## PROBLEM DESCRIPTION
In the records below, find every line with the word "woman" and copy it.

(Stored dataset items)
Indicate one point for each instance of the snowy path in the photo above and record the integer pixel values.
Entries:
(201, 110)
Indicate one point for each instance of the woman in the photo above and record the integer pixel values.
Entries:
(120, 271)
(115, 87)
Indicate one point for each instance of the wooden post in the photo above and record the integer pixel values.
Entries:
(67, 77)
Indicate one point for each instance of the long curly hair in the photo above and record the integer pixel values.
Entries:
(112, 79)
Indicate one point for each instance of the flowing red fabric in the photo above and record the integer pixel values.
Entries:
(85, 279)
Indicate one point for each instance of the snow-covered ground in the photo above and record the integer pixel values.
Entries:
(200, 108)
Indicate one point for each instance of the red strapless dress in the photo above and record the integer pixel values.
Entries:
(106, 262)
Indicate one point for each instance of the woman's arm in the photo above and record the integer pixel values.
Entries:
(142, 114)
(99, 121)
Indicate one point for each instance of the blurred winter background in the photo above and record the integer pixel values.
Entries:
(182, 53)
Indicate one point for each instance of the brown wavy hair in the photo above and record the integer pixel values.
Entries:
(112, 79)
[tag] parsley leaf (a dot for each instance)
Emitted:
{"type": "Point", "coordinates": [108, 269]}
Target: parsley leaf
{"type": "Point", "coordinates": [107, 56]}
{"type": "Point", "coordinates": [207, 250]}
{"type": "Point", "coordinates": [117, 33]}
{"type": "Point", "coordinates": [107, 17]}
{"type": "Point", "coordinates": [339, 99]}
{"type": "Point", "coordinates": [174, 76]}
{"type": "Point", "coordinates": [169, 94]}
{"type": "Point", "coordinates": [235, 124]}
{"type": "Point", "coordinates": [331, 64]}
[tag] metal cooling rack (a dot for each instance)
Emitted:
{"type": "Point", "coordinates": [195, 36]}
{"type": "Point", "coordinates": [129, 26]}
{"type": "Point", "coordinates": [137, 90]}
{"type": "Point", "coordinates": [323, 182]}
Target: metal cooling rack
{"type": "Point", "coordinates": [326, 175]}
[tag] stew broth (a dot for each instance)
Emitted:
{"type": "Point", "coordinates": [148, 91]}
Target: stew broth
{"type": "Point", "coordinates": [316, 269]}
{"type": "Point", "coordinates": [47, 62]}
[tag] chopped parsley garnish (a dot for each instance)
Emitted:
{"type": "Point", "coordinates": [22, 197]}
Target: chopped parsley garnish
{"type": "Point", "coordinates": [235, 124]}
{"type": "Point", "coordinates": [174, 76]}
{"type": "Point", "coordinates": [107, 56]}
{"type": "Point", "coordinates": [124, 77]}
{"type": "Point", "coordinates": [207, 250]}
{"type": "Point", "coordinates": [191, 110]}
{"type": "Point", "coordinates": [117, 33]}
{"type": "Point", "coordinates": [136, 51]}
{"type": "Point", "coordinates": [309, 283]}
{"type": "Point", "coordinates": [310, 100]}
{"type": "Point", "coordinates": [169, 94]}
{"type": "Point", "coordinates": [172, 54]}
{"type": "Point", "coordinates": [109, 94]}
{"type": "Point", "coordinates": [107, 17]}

## FINISHED EXERCISE
Indicate one point for each instance of the woman in the photo above and record the integer pixel values.
Indicate one point for each instance of the woman's arm in the photo above and record the integer pixel values.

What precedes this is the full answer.